* FRAGMENTO PROPORCIONADO:
---

Por Atilio Boron
Un
artículo reciente firmado por John Tirman, director del Centro de
Estudios Internacionales del Massachusetts Institute of Technology
(MIT) y publicado en el Washington Post, plantea con crudeza una
reflexión sobre un aspecto poco estudiado de las políticas de agresión
del imperialismo: la indiferencia de la Casa Blanca y de la opinión
pública en relación a las víctimas de las guerras que Estados Unidos
libra en el exterior. (1)
Como
académico “bienpensante” se abstiene de utilizar la categoría
“imperialismo” como clave interpretativa de la política exterior de su
país; su análisis, en cambio, revela a los gritos la necesidad de
apelar a ese concepto y a la teoría que le otorga sentido. Tirman
expresa en su nota la preocupación que le suscita, en cuanto ciudadano
que cree en la democracia y los derechos humanos, la incoherencia en
que incurrió Barack Obama –no olvidemos, un Premio Nóbel de la Paz-
cuando en su discurso pronunciado en Fort Bragg (14 de Diciembre de
2011) para rendir homenaje a los integrantes de las fuerzas armadas que
perdieron la vida en la guerra de Irak (unos 4.500, aproximadamente) no
dijo ni una sola palabra de las víctimas civiles y militares iraquíes
que murieron a causa de la agresión norteamericana.
Agresión,
conviene recordarlo, que no tuvo nada que ver con la existencia de
“armas de destrucción masiva” en Irak o con la inverosímil complicidad
del antiguo aliado de Washington, Saddam Hussein, con las fechorías que
supuestamente cometía otro de sus aliados, Osama Bin Laden.
El
objetivo excluyente de esa guerra, como la que amenaza iniciar en
contra de Irán, fue apoderarse del petróleo iraquí y establecer un
control territorial directo sobre esa estratégica zona para el momento
en que el aprovisionamiento del crudo deba hacerse confiando en la
eficacia disuasiva de las armas en lugar de las normas de aquello que
algunos espíritus ingenuos en la Europa del siglo XVIII dieron en
llamar “el dulce comercio.”
En su nota
Tirman acierta al recordar que las principales guerras que Estados
Unidos libró desde el fin de la Segunda Guerra Mundial –Corea, Vietnam,
Camboya, Laos, Irak y Afganistán- produjeron, según sus propias
palabras, una “colosal carnicería”. Una estimación que este autor
califica como muy conservadora arroja un saldo luctuoso de por lo menos
seis millones de muertes ocasionadas por la cruzada lanzada por
Washington para llevar la libertad y la democracia a esos infortunados
países. Si se contaran operaciones militares de menor escala -como las
invasiones a Grenada y Panamá, o la intervención apenas disimulada de
la Casa Blanca en las guerras civiles de Nicaragua, El Salvador y
Guatemala, para no hablar de similares tropelías en otras latitudes del
planeta- la cifra se elevaría considerablemente.(2)

---

Elementos de una fuente de datos
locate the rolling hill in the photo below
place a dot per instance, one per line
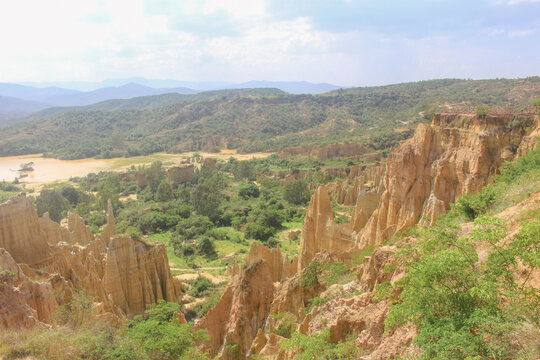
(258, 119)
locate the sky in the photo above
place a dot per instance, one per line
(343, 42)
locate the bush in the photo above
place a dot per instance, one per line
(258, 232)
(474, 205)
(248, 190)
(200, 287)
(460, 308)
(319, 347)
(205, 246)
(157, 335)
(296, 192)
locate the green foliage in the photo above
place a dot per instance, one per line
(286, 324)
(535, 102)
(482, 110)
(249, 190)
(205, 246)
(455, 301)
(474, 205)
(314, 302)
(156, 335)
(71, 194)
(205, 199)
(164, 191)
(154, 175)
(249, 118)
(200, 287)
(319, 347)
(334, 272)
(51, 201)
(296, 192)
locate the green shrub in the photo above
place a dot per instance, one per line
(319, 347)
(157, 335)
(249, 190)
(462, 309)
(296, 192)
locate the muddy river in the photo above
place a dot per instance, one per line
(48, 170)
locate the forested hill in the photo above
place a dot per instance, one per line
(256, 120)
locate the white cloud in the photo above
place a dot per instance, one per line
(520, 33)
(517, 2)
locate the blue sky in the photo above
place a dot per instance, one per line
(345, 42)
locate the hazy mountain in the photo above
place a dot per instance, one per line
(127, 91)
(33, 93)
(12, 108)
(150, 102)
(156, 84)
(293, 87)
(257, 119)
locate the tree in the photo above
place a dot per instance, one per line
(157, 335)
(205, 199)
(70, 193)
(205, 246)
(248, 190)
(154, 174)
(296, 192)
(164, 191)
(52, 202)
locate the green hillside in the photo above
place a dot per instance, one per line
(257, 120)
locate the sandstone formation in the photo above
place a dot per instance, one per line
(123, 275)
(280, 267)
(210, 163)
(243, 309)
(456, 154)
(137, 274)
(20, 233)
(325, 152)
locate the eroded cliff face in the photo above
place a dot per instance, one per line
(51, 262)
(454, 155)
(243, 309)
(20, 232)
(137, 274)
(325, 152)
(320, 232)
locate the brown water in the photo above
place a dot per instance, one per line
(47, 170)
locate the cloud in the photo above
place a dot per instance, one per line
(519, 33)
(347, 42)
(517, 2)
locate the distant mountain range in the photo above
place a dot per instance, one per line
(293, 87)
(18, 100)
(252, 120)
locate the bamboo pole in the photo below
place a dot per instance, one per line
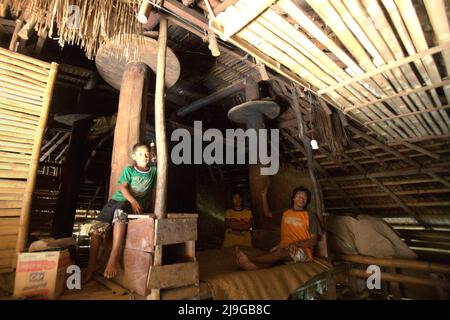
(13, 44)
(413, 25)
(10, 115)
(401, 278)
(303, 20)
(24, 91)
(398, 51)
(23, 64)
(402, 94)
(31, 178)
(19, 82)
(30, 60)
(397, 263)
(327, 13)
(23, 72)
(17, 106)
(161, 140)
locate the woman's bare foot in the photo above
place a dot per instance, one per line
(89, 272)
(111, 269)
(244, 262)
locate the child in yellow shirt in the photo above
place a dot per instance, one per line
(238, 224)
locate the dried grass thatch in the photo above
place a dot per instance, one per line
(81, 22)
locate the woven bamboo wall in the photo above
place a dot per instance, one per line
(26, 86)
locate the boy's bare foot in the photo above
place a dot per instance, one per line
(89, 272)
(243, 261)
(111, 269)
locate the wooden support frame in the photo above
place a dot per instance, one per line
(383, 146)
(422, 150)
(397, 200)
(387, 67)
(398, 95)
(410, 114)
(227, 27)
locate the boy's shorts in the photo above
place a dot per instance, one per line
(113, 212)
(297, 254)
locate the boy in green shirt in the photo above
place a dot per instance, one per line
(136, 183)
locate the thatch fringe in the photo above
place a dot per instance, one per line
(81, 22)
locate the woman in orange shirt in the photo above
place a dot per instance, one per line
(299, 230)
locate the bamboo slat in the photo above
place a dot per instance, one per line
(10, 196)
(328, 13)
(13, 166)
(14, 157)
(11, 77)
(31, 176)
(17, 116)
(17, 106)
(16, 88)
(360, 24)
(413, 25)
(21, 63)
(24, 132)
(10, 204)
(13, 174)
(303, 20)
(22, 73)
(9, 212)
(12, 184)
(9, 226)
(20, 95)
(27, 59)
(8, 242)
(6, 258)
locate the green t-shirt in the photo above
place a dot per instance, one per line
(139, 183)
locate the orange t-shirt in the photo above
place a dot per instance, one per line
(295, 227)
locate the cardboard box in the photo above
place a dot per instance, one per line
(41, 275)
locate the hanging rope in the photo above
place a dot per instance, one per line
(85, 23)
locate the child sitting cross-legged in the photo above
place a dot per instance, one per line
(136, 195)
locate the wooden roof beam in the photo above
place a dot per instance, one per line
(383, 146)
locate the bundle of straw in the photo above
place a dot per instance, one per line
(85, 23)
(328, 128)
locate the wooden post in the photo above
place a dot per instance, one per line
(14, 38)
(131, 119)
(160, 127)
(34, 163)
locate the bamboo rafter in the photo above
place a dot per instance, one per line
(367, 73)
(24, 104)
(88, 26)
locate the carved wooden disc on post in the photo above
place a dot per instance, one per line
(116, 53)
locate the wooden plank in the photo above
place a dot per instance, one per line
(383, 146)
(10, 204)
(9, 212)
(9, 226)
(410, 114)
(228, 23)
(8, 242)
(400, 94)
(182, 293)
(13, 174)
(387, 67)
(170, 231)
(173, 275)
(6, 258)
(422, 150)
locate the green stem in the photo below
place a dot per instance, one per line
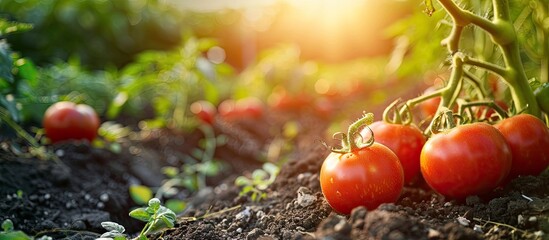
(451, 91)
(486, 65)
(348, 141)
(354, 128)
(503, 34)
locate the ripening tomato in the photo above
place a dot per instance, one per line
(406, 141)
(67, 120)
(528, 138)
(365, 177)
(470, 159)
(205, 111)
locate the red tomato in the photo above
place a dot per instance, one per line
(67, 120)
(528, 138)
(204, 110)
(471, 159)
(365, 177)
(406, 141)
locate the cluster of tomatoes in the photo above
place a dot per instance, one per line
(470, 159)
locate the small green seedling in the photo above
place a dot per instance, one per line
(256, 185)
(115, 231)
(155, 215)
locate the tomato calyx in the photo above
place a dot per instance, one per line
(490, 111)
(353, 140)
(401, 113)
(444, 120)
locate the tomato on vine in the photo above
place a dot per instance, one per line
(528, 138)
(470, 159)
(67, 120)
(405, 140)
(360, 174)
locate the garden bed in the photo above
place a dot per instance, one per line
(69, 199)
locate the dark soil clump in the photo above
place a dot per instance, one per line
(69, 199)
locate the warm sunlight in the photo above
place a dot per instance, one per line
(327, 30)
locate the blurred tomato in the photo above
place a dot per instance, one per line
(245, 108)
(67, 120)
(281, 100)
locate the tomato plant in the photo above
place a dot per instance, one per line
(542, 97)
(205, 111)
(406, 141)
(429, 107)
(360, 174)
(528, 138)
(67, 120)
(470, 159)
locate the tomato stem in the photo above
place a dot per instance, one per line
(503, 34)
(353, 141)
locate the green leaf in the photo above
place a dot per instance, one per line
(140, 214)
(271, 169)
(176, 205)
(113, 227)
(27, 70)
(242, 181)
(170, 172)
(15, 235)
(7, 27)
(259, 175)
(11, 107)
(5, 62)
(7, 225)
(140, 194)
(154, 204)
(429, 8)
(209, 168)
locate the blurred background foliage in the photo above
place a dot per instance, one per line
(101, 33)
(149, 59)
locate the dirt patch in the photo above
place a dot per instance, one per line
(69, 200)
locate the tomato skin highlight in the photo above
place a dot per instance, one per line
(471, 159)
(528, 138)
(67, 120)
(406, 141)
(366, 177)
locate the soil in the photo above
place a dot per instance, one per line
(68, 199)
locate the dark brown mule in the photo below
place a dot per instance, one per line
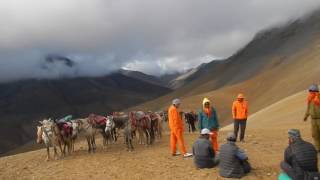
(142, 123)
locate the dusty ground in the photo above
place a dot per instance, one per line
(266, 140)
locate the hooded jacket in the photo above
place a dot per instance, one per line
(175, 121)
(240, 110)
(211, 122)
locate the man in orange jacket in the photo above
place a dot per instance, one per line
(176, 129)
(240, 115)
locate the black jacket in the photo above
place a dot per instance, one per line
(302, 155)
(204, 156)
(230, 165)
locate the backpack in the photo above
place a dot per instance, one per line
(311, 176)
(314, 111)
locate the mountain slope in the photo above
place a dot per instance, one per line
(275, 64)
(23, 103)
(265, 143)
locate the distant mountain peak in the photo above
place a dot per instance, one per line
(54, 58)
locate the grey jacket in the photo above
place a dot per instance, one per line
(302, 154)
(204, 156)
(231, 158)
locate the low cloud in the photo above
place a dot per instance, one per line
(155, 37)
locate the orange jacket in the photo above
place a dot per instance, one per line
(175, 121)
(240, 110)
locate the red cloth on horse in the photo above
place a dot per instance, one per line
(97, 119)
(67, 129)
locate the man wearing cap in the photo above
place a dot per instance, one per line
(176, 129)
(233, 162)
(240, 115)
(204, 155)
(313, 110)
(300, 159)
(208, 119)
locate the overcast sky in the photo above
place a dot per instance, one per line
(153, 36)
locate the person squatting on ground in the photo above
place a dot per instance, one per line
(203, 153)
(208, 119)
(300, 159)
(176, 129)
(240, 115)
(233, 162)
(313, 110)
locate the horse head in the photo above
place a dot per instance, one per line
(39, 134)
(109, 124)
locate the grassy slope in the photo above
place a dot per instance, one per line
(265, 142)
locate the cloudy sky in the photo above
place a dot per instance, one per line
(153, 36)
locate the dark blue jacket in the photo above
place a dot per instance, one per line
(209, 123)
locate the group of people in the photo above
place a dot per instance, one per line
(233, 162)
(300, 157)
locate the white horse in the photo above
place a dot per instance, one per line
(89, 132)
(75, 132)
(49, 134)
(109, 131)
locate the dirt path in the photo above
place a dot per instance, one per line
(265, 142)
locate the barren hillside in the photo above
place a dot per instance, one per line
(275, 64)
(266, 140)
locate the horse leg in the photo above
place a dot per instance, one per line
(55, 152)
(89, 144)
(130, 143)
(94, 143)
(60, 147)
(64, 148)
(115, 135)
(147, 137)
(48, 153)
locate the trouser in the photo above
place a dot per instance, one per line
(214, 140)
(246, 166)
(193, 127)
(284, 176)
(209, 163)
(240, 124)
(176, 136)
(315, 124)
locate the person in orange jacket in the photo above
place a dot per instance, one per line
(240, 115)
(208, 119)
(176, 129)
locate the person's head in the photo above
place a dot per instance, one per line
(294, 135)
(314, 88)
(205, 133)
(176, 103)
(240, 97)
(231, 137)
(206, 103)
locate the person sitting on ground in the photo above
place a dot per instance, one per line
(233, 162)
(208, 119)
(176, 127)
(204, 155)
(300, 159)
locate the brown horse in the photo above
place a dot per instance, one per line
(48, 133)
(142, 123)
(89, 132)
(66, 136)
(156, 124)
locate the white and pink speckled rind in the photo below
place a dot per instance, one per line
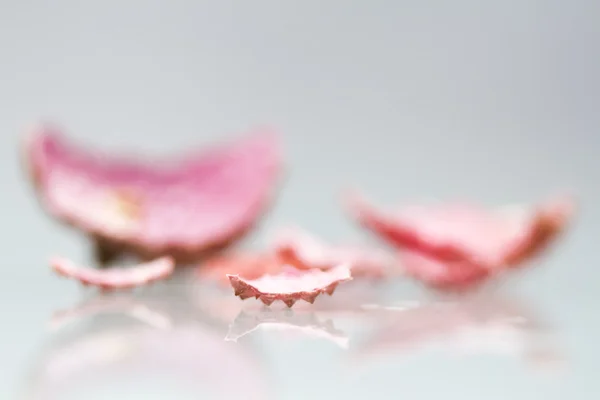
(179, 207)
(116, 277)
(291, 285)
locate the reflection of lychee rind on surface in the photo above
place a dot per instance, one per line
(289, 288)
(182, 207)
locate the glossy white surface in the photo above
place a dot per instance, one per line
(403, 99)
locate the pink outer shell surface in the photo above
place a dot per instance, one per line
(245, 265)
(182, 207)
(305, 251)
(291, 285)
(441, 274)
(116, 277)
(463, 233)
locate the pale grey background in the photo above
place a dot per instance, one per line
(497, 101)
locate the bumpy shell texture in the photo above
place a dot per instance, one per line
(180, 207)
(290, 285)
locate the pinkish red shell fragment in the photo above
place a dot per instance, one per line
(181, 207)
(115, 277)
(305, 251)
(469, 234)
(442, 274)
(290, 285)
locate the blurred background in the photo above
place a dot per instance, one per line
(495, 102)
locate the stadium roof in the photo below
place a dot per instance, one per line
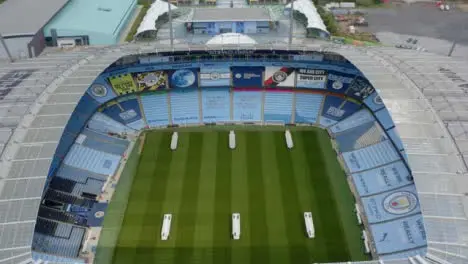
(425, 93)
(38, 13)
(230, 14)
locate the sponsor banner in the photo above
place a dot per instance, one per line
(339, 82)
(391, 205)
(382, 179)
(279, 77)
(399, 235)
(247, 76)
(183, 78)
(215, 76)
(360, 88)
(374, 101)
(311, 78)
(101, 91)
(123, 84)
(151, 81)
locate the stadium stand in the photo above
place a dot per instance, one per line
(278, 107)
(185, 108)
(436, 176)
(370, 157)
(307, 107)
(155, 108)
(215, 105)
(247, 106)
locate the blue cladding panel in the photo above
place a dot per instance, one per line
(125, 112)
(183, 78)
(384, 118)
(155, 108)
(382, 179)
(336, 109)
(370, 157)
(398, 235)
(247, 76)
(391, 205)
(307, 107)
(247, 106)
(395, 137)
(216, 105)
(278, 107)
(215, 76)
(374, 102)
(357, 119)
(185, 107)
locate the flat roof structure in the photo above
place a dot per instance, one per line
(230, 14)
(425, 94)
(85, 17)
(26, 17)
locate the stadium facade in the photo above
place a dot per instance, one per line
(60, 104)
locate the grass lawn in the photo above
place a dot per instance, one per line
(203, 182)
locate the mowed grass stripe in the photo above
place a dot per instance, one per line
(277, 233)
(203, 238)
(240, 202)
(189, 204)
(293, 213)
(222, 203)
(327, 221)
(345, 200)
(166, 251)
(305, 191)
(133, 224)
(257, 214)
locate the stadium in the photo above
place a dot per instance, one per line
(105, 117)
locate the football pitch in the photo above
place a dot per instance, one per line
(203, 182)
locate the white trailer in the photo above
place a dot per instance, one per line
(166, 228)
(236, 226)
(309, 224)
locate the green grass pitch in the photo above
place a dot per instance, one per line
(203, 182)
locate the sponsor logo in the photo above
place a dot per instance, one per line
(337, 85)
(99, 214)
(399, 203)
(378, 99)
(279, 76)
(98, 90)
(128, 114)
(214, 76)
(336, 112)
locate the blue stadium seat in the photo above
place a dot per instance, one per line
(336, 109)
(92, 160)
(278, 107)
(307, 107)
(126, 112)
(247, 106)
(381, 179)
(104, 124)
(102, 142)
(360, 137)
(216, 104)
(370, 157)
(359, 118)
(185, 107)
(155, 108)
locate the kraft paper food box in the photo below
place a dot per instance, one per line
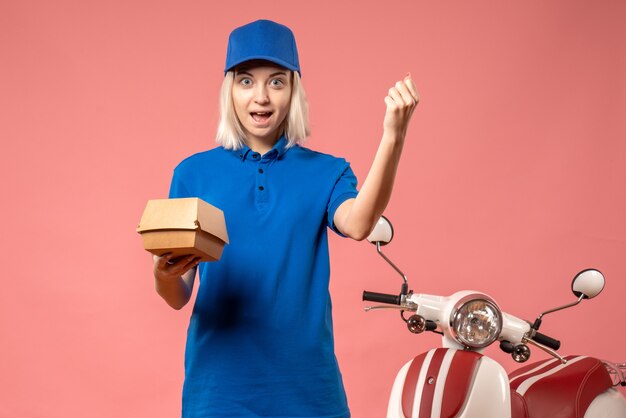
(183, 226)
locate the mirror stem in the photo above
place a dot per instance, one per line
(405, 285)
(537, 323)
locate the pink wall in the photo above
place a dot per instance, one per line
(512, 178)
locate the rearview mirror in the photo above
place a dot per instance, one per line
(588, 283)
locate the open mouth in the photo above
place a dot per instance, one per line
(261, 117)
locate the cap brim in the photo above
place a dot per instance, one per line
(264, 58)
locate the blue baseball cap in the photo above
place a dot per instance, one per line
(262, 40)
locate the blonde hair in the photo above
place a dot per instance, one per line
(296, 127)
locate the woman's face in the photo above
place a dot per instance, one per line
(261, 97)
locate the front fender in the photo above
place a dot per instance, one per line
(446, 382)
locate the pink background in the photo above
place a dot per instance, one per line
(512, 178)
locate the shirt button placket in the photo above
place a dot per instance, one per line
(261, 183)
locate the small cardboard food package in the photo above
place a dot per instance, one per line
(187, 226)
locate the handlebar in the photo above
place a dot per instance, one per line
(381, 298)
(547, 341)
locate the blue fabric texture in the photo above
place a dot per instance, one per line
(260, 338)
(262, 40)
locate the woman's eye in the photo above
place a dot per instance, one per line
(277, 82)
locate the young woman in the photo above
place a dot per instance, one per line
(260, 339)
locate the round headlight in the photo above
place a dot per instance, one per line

---

* TAREAS:
• A. Según el texto sobre las víctimas de las guerras estadounidenses, ¿en qué fecha pronunció Barack Obama su discurso en Fort Bragg?
• B. Por favor, escribe la siguiente parte del texto sobre las víctimas de las guerras estadounidenses, a partir de su última oración.

* RESPUESTAS:
• A. El 14 de diciembre de 2011.

• B.
No
obstante, y pese a las dimensiones de esta tragedia, a las cuales
habría que agregar los millones de desplazados por los combates y la
devastación sufrida por los países agredidos, ni el gobierno ni la
sociedad norteamericana han evidenciado la menor curiosidad,
preocupación, ¡ni digamos compasión!, para enterarse de lo ocurrido y
hacer algo al respecto. Esos millones de víctimas fueron simplemente
borrados del registro oficial del gobierno y, peor aún, de la memoria
del pueblo norteamericano mantenido impúdicamente en la ignorancia o
sometido a la interesada tergiversación de la noticia. Cómo
lúgubremente reiteraba el criminal dictador argentino Jorge R. Videla
ante la angustiada pregunta de los familiares de la represión, también
para Barack Obama esas víctimas de las guerras estadounidenses “no
existen”, “desaparecieron”, “no están”.
Si
el holocausto perpetrado por Adolf Hitler al exterminar a seis millones
de judíos hizo que su régimen fuese caracterizado como una aberrante
monstruosidad o como una estremecedora encarnación del mal, entonces
¿qué categoría teórica habría que usar para caracterizar a los
sucesivos gobiernos de Estados Unidos que sembraron muertes en una
escala por lo menos igual, si no mayor?
Lamentablemente
nuestro autor no se formula esa pregunta porque cualquier respuesta
habría puesto en cuestión el crucial artículo de fe del credo
norteamericano que asegura que Estados Unidos es una democracia. Más
aún: que es la encarnación más perfecta de “la democracia” en este
mundo. Observa con consternación, en cambio, el desinterés público por
el costo humano de las guerras estadounidenses; indiferencia reforzada
por el premeditado ocultamiento que se hace de aquellos muertos en la
voluminosa producción de películas, novelas y documentales que tienen
por tema central la guerra; por el silencio de la prensa acerca de
estas masacres –recordar que, luego de Vietnam, la censura en los
frentes de batalla es total y que no se pueden mostrar víctimas civiles
y tampoco soldados norteamericanos heridos o muertos; y porque las
innumerables encuestas que a diario se realizan en Estados Unidos jamás
indagan cuál es el grado de conocimiento o la opinión de los
entrevistados acerca de las víctimas que ocasionan en el exterior las
aventuras militares del imperio.
Este pesado
manto de silencio se explica, según Tirman, por la persistencia de lo
que el historiador Richard Slotkin denominara el “mito de la frontera”,
una de las constelaciones de sentido más arraigada de la cultura
norteamericana según la cual una violencia noble y desinteresada -o
interesada solo en producir el bien- puede ser ejercida sin culpa o
cargos de conciencia sobre quienes se interpongan al “destino
manifiesto” que Dios ha reservado para los norteamericanos y que, con
piadosa gratitud, los billetes de dólar recuerdan en cada una de sus
denominaciones. Solo “razas inferiores” o “pueblos bárbaros”, que viven
al margen de la ley, podrían resistirse a aceptar los avances de la
“civilización”.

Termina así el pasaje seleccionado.